**TASK PROMPT:**
Pick out every line in the entries below that contains the word "black", and copy each of those lines in full.

Dataset records:
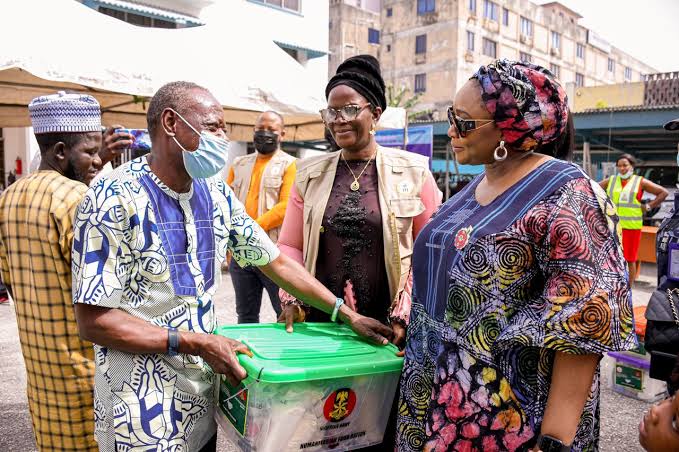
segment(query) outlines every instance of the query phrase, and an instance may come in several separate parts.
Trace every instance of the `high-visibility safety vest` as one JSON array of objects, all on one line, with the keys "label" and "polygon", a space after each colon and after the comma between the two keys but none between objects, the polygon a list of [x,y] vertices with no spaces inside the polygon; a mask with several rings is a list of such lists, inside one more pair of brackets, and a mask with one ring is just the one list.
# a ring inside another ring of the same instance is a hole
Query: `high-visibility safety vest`
[{"label": "high-visibility safety vest", "polygon": [[608,179],[608,197],[615,204],[622,229],[641,229],[644,224],[641,202],[637,199],[641,179],[641,176],[634,175],[625,187],[622,186],[620,176],[611,176]]}]

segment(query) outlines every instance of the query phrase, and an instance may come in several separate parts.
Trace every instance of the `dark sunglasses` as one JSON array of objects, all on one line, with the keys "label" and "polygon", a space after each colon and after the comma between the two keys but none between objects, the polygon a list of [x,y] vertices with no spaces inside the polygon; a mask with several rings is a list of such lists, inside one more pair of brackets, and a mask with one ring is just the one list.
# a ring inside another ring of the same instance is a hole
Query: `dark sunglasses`
[{"label": "dark sunglasses", "polygon": [[[479,129],[493,122],[492,119],[464,119],[460,118],[455,114],[453,107],[448,107],[448,122],[451,126],[455,126],[457,133],[461,137],[466,137],[472,130]],[[485,124],[477,125],[479,122],[485,122]]]},{"label": "dark sunglasses", "polygon": [[337,121],[337,118],[340,116],[345,121],[353,121],[364,108],[371,106],[372,105],[369,103],[362,107],[355,104],[349,104],[339,109],[330,107],[324,108],[323,110],[319,110],[319,113],[321,114],[323,122],[326,124]]}]

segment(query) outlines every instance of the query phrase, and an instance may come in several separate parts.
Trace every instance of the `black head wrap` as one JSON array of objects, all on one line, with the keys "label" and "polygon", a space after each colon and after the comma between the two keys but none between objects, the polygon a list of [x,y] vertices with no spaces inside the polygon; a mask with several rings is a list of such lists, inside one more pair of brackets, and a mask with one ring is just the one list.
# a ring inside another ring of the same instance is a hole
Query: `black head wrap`
[{"label": "black head wrap", "polygon": [[380,71],[380,63],[371,55],[356,55],[347,58],[337,67],[337,72],[325,87],[325,98],[339,85],[355,89],[375,107],[387,109],[385,86]]}]

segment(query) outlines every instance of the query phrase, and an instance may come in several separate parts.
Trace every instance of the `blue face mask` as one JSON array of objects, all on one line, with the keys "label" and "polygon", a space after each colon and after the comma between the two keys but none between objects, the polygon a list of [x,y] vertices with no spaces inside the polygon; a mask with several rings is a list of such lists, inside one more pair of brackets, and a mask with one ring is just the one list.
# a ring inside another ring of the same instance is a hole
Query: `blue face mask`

**EXERCISE RESULT:**
Trace every instance of the `black head wrap` as one JSON array of objects, all on one line, with the keys "label" and "polygon", a space after each colon and after the comma between the two keys but none between objects, the polygon a list of [x,y] vertices with no spaces inside the polygon; a mask with several rings is a list of such lists, inside one more pair of brackets, and a mask with one ring is just the one list.
Query: `black head wrap`
[{"label": "black head wrap", "polygon": [[380,71],[380,63],[371,55],[356,55],[347,58],[337,67],[337,72],[325,87],[325,98],[339,85],[355,89],[375,107],[387,109],[385,86]]}]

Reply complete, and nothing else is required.